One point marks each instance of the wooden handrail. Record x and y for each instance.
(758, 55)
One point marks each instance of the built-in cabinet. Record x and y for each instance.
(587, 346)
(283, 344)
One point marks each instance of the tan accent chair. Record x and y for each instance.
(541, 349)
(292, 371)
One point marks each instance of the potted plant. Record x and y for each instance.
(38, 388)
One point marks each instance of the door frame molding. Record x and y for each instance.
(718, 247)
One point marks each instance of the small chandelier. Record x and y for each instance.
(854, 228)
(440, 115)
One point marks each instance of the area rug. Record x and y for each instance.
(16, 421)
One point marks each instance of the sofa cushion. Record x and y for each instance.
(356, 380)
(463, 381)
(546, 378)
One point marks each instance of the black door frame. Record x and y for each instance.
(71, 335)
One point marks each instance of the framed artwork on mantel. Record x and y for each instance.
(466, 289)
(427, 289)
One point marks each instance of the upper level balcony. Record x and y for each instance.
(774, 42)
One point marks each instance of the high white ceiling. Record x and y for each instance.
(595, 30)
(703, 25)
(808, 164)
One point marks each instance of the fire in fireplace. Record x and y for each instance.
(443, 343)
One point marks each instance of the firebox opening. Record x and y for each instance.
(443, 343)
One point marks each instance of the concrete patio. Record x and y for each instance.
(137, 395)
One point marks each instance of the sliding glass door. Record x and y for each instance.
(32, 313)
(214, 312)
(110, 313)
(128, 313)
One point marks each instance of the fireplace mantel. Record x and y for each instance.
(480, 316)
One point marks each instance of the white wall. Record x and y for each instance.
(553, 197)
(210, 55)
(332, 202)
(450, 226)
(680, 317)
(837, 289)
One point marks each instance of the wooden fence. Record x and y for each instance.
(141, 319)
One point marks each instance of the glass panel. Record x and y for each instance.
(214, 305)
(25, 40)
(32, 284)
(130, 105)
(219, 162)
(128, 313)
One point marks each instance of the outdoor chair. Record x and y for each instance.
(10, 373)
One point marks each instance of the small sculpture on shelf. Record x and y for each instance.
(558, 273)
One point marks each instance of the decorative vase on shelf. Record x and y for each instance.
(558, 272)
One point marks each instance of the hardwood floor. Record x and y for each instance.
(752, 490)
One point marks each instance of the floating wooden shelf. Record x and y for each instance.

......

● What the task asks:
The required output is the exact sequence of lines from the one containing "One point marks each instance of the glass" through the end of the listing, both endpoints included.

● Expected answer:
One point marks each instance of the glass panel. Record x and y for each instance.
(214, 305)
(25, 40)
(32, 284)
(130, 105)
(219, 162)
(128, 313)
One point marks each instance of the outdoor chair. Record x and y for each instance.
(10, 373)
One point marks each instance of the small sculpture on shelf. Record x and y for each instance.
(558, 273)
One point marks each instance of the decorative vase on shelf. Record x and y for each instance.
(558, 272)
One point marks each instance of the hardwood floor. Record x and y for each instance.
(752, 490)
One point marks each instance of the floating wooden shelf. Record x and y for each instance.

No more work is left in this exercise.